WRITTEN REQUEST:
Render the rows below as a Markdown table with columns Line and Content, one numbered line per table row, skipping blank lines. Leave the pictures out.
-.-.-
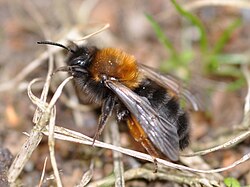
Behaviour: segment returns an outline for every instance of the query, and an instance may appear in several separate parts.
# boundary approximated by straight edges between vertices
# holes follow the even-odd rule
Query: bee
[[[183,95],[197,109],[193,95],[170,76],[137,62],[134,56],[116,48],[95,46],[66,47],[66,71],[74,77],[76,89],[90,103],[101,105],[94,140],[103,131],[114,113],[119,122],[125,121],[133,138],[154,158],[164,155],[172,161],[189,145],[190,125],[187,113],[180,107]]]

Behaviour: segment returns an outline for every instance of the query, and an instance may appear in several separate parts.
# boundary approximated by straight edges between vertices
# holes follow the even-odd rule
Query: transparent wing
[[[156,82],[158,85],[171,89],[176,95],[183,96],[191,105],[195,111],[200,110],[202,107],[198,102],[197,98],[194,97],[187,89],[183,88],[181,84],[170,75],[162,75],[154,69],[139,64],[140,72],[150,80]]]
[[[140,97],[117,81],[106,80],[106,86],[134,115],[154,146],[171,160],[178,160],[179,139],[176,127],[168,119],[159,116],[147,98]]]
-.-.-
TASK SOLUTION:
| Line | Content |
|---|---|
| 1 | Behaviour: segment returns an outline for every instance of the query, and an instance may appear in several separate parts. |
| 2 | # boundary approximated by straight edges between vertices |
| 3 | # holes follow the even-odd rule |
| 4 | Query: bee |
| 5 | [[[183,95],[197,109],[193,95],[170,76],[137,62],[134,56],[116,48],[95,46],[66,47],[66,71],[74,77],[76,89],[90,103],[101,105],[94,140],[103,131],[114,113],[119,122],[125,121],[133,138],[154,158],[164,155],[172,161],[189,145],[190,125],[187,113],[180,107]]] |
| 6 | Behaviour: segment returns an outline for every instance of the query, and an instance may appear in several separate parts. |
| 7 | # boundary approximated by straight edges between vertices |
| 8 | # holes follow the even-odd rule |
| 9 | Query: transparent wing |
| 10 | [[[156,82],[158,85],[171,89],[176,95],[183,96],[191,105],[195,111],[200,110],[202,107],[198,102],[197,98],[194,97],[187,89],[183,88],[181,84],[170,75],[162,75],[154,69],[139,64],[140,72],[150,80]]] |
| 11 | [[[140,97],[117,81],[106,80],[106,86],[134,115],[154,146],[171,160],[178,160],[179,139],[176,127],[168,119],[159,116],[147,98]]] |